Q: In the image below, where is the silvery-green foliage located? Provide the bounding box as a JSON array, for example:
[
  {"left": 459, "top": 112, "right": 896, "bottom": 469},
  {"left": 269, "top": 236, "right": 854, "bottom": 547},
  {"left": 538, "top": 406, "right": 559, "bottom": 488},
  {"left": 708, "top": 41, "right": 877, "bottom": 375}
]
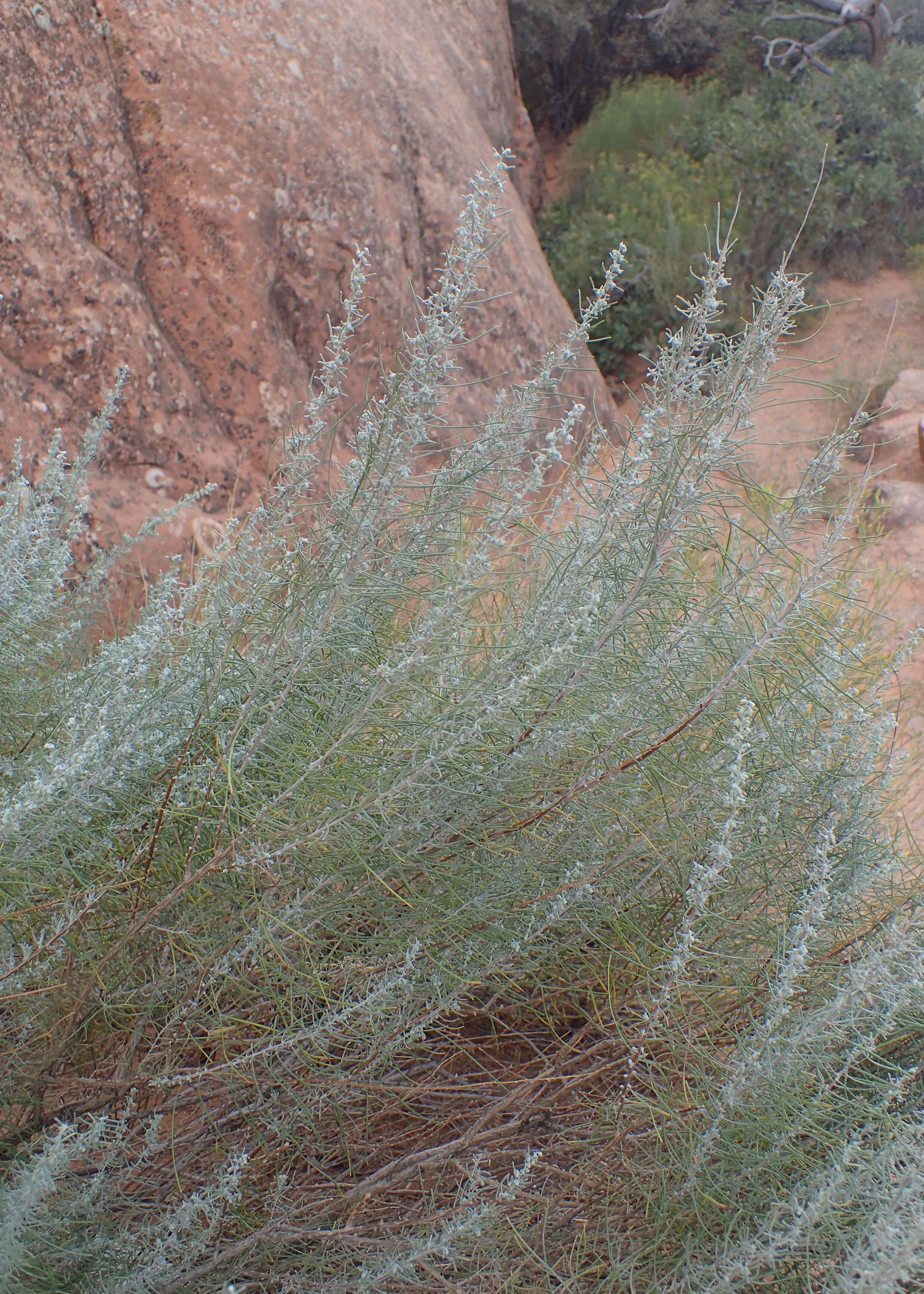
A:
[{"left": 0, "top": 158, "right": 924, "bottom": 1294}]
◇ ◇ ◇ ◇ ◇
Written request = Which lines above contain the string "bottom"? Pull out each of them and copy it in full.

Correct answer =
  {"left": 459, "top": 112, "right": 896, "bottom": 469},
  {"left": 269, "top": 236, "right": 854, "bottom": 547},
  {"left": 538, "top": 406, "right": 559, "bottom": 488},
  {"left": 708, "top": 41, "right": 877, "bottom": 375}
[{"left": 0, "top": 158, "right": 924, "bottom": 1294}]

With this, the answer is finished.